◆ **MATERIALS PROVIDED**:
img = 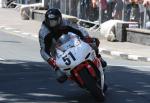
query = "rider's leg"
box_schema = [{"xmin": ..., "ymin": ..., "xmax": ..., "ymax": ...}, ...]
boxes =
[
  {"xmin": 49, "ymin": 49, "xmax": 68, "ymax": 83},
  {"xmin": 55, "ymin": 67, "xmax": 68, "ymax": 83}
]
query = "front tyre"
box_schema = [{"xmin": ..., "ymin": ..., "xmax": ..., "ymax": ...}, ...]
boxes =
[{"xmin": 79, "ymin": 69, "xmax": 105, "ymax": 101}]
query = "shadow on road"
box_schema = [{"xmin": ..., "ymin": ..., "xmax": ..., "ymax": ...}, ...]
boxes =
[
  {"xmin": 105, "ymin": 66, "xmax": 150, "ymax": 103},
  {"xmin": 0, "ymin": 60, "xmax": 150, "ymax": 103},
  {"xmin": 0, "ymin": 60, "xmax": 97, "ymax": 103}
]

◆ **TASK STATEMENT**: Among the lines above, return each one holding the string "query".

◆ **SOLUTION TO THE EXERCISE**:
query = "rider's leg"
query = "front tyre"
query = "shadow on road"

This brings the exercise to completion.